▶ **Your instructions**
Which lines of the material below contain the string "roof"? Pick out and copy each of them, treating uppercase and lowercase as different.

▶ **The records**
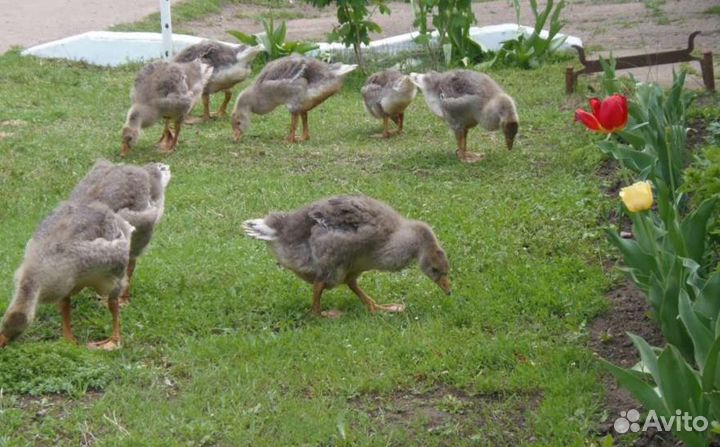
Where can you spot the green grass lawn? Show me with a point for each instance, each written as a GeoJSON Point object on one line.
{"type": "Point", "coordinates": [219, 347]}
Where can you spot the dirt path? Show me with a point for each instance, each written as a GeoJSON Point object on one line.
{"type": "Point", "coordinates": [623, 26]}
{"type": "Point", "coordinates": [603, 24]}
{"type": "Point", "coordinates": [30, 22]}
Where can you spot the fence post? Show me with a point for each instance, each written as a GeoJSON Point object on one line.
{"type": "Point", "coordinates": [166, 27]}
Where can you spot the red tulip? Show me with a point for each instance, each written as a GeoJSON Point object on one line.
{"type": "Point", "coordinates": [607, 116]}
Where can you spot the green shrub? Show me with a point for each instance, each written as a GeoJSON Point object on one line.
{"type": "Point", "coordinates": [533, 51]}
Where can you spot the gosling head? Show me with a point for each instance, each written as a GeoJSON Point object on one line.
{"type": "Point", "coordinates": [432, 259]}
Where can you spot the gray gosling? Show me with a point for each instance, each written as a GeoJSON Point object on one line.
{"type": "Point", "coordinates": [464, 99]}
{"type": "Point", "coordinates": [299, 82]}
{"type": "Point", "coordinates": [387, 94]}
{"type": "Point", "coordinates": [135, 193]}
{"type": "Point", "coordinates": [333, 241]}
{"type": "Point", "coordinates": [76, 246]}
{"type": "Point", "coordinates": [231, 65]}
{"type": "Point", "coordinates": [167, 91]}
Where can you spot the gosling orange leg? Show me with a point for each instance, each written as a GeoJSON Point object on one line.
{"type": "Point", "coordinates": [114, 341]}
{"type": "Point", "coordinates": [318, 288]}
{"type": "Point", "coordinates": [166, 135]}
{"type": "Point", "coordinates": [462, 153]}
{"type": "Point", "coordinates": [293, 128]}
{"type": "Point", "coordinates": [386, 124]}
{"type": "Point", "coordinates": [306, 131]}
{"type": "Point", "coordinates": [206, 111]}
{"type": "Point", "coordinates": [171, 143]}
{"type": "Point", "coordinates": [125, 297]}
{"type": "Point", "coordinates": [206, 106]}
{"type": "Point", "coordinates": [371, 305]}
{"type": "Point", "coordinates": [222, 111]}
{"type": "Point", "coordinates": [65, 309]}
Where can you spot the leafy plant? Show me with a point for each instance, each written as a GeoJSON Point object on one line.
{"type": "Point", "coordinates": [667, 258]}
{"type": "Point", "coordinates": [452, 20]}
{"type": "Point", "coordinates": [656, 135]}
{"type": "Point", "coordinates": [533, 50]}
{"type": "Point", "coordinates": [355, 24]}
{"type": "Point", "coordinates": [273, 41]}
{"type": "Point", "coordinates": [660, 257]}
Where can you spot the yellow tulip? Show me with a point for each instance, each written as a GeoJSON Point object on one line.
{"type": "Point", "coordinates": [637, 197]}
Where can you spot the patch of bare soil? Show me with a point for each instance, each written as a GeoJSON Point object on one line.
{"type": "Point", "coordinates": [605, 24]}
{"type": "Point", "coordinates": [446, 410]}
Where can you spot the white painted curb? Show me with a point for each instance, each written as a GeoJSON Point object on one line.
{"type": "Point", "coordinates": [117, 48]}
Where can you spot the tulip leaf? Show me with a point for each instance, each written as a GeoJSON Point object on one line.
{"type": "Point", "coordinates": [647, 355]}
{"type": "Point", "coordinates": [710, 379]}
{"type": "Point", "coordinates": [244, 38]}
{"type": "Point", "coordinates": [701, 335]}
{"type": "Point", "coordinates": [637, 161]}
{"type": "Point", "coordinates": [642, 391]}
{"type": "Point", "coordinates": [633, 254]}
{"type": "Point", "coordinates": [679, 384]}
{"type": "Point", "coordinates": [694, 229]}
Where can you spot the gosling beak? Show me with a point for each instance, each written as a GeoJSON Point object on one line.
{"type": "Point", "coordinates": [125, 149]}
{"type": "Point", "coordinates": [510, 130]}
{"type": "Point", "coordinates": [444, 283]}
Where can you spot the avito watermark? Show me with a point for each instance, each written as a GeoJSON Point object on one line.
{"type": "Point", "coordinates": [681, 421]}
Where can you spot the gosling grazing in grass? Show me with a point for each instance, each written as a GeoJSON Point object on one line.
{"type": "Point", "coordinates": [333, 241]}
{"type": "Point", "coordinates": [299, 82]}
{"type": "Point", "coordinates": [78, 245]}
{"type": "Point", "coordinates": [464, 99]}
{"type": "Point", "coordinates": [387, 94]}
{"type": "Point", "coordinates": [231, 65]}
{"type": "Point", "coordinates": [135, 193]}
{"type": "Point", "coordinates": [163, 90]}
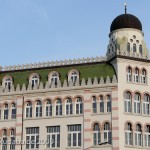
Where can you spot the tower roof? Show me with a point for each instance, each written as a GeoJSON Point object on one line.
{"type": "Point", "coordinates": [126, 21]}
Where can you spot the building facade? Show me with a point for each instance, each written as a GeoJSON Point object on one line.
{"type": "Point", "coordinates": [81, 104]}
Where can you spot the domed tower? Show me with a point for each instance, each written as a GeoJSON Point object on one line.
{"type": "Point", "coordinates": [126, 37]}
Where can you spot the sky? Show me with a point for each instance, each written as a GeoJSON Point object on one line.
{"type": "Point", "coordinates": [33, 31]}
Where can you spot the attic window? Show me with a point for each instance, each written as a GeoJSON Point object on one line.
{"type": "Point", "coordinates": [73, 75]}
{"type": "Point", "coordinates": [34, 79]}
{"type": "Point", "coordinates": [7, 82]}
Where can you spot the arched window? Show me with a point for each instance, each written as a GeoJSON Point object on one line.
{"type": "Point", "coordinates": [138, 135]}
{"type": "Point", "coordinates": [136, 75]}
{"type": "Point", "coordinates": [128, 134]}
{"type": "Point", "coordinates": [128, 102]}
{"type": "Point", "coordinates": [108, 103]}
{"type": "Point", "coordinates": [7, 82]}
{"type": "Point", "coordinates": [96, 134]}
{"type": "Point", "coordinates": [134, 48]}
{"type": "Point", "coordinates": [79, 106]}
{"type": "Point", "coordinates": [58, 107]}
{"type": "Point", "coordinates": [48, 108]}
{"type": "Point", "coordinates": [140, 49]}
{"type": "Point", "coordinates": [146, 104]}
{"type": "Point", "coordinates": [5, 111]}
{"type": "Point", "coordinates": [107, 133]}
{"type": "Point", "coordinates": [143, 77]}
{"type": "Point", "coordinates": [28, 110]}
{"type": "Point", "coordinates": [128, 47]}
{"type": "Point", "coordinates": [94, 103]}
{"type": "Point", "coordinates": [129, 74]}
{"type": "Point", "coordinates": [12, 138]}
{"type": "Point", "coordinates": [4, 137]}
{"type": "Point", "coordinates": [137, 103]}
{"type": "Point", "coordinates": [13, 111]}
{"type": "Point", "coordinates": [69, 109]}
{"type": "Point", "coordinates": [73, 75]}
{"type": "Point", "coordinates": [34, 79]}
{"type": "Point", "coordinates": [147, 136]}
{"type": "Point", "coordinates": [38, 109]}
{"type": "Point", "coordinates": [53, 77]}
{"type": "Point", "coordinates": [101, 103]}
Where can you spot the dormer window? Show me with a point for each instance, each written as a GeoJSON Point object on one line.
{"type": "Point", "coordinates": [73, 75]}
{"type": "Point", "coordinates": [53, 77]}
{"type": "Point", "coordinates": [140, 49]}
{"type": "Point", "coordinates": [7, 81]}
{"type": "Point", "coordinates": [34, 79]}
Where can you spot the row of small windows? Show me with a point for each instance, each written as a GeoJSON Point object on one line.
{"type": "Point", "coordinates": [34, 78]}
{"type": "Point", "coordinates": [137, 137]}
{"type": "Point", "coordinates": [134, 48]}
{"type": "Point", "coordinates": [11, 138]}
{"type": "Point", "coordinates": [136, 76]}
{"type": "Point", "coordinates": [101, 105]}
{"type": "Point", "coordinates": [56, 109]}
{"type": "Point", "coordinates": [138, 106]}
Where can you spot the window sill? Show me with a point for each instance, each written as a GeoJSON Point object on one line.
{"type": "Point", "coordinates": [53, 117]}
{"type": "Point", "coordinates": [146, 84]}
{"type": "Point", "coordinates": [105, 113]}
{"type": "Point", "coordinates": [137, 147]}
{"type": "Point", "coordinates": [73, 148]}
{"type": "Point", "coordinates": [133, 114]}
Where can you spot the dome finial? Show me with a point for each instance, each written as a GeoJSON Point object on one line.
{"type": "Point", "coordinates": [125, 4]}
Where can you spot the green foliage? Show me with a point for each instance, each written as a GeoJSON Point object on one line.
{"type": "Point", "coordinates": [86, 71]}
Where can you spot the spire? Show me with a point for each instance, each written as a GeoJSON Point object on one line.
{"type": "Point", "coordinates": [125, 4]}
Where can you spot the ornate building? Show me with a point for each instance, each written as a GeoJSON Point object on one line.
{"type": "Point", "coordinates": [81, 104]}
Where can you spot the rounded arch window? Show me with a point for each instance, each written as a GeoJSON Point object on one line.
{"type": "Point", "coordinates": [34, 79]}
{"type": "Point", "coordinates": [7, 81]}
{"type": "Point", "coordinates": [73, 76]}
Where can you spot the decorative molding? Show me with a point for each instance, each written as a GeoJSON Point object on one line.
{"type": "Point", "coordinates": [84, 83]}
{"type": "Point", "coordinates": [54, 63]}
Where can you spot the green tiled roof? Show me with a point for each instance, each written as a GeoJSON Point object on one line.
{"type": "Point", "coordinates": [87, 70]}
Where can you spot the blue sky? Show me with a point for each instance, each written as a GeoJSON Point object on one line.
{"type": "Point", "coordinates": [45, 30]}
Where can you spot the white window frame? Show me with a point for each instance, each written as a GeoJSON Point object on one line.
{"type": "Point", "coordinates": [136, 76]}
{"type": "Point", "coordinates": [94, 104]}
{"type": "Point", "coordinates": [32, 133]}
{"type": "Point", "coordinates": [128, 134]}
{"type": "Point", "coordinates": [101, 104]}
{"type": "Point", "coordinates": [79, 106]}
{"type": "Point", "coordinates": [96, 134]}
{"type": "Point", "coordinates": [69, 106]}
{"type": "Point", "coordinates": [128, 102]}
{"type": "Point", "coordinates": [146, 104]}
{"type": "Point", "coordinates": [137, 103]}
{"type": "Point", "coordinates": [4, 138]}
{"type": "Point", "coordinates": [73, 76]}
{"type": "Point", "coordinates": [74, 136]}
{"type": "Point", "coordinates": [13, 111]}
{"type": "Point", "coordinates": [107, 133]}
{"type": "Point", "coordinates": [6, 112]}
{"type": "Point", "coordinates": [38, 109]}
{"type": "Point", "coordinates": [58, 108]}
{"type": "Point", "coordinates": [12, 138]}
{"type": "Point", "coordinates": [48, 108]}
{"type": "Point", "coordinates": [29, 109]}
{"type": "Point", "coordinates": [53, 77]}
{"type": "Point", "coordinates": [129, 74]}
{"type": "Point", "coordinates": [34, 79]}
{"type": "Point", "coordinates": [53, 137]}
{"type": "Point", "coordinates": [147, 136]}
{"type": "Point", "coordinates": [138, 135]}
{"type": "Point", "coordinates": [108, 101]}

▶ **Final result**
Where can you spot the tower roof? Show me with a point for each instance, each written as a GeoJSON Point object on one line.
Where can you spot the green tiled roof? Show me with a point for each instance, each written as a GeoJSON Point object on one line.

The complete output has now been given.